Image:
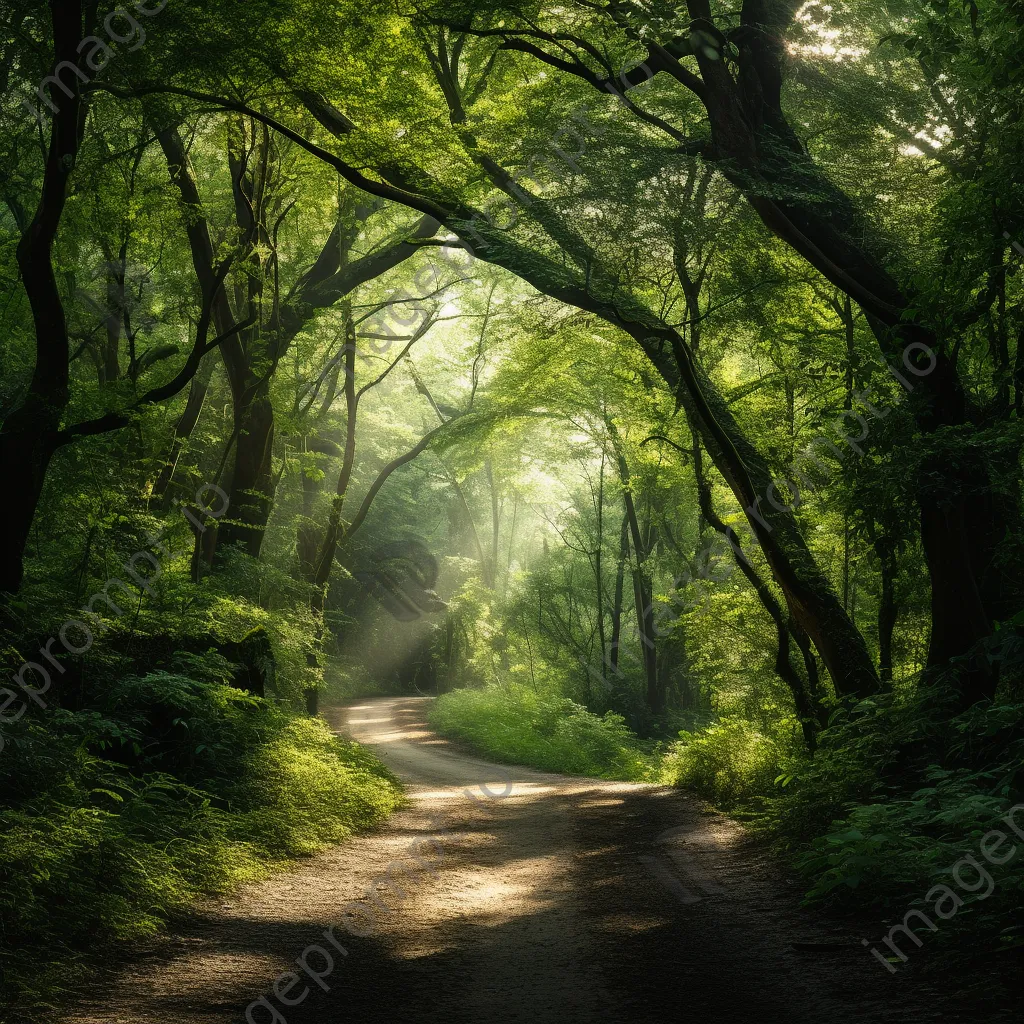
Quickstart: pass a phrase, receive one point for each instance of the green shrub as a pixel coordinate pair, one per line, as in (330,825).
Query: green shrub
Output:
(116,818)
(518,725)
(728,764)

» **CHALLENGE**: Can you quote all of the lines above word for word, leaving out the pictures?

» **SOLUTION TO THE PROBLEM**:
Image:
Quickstart: pass a phrase, receive one point for each instance of the green shrub as a pixel coordinate pair, one per line, as in (330,825).
Query: green shrub
Output:
(116,818)
(518,725)
(728,764)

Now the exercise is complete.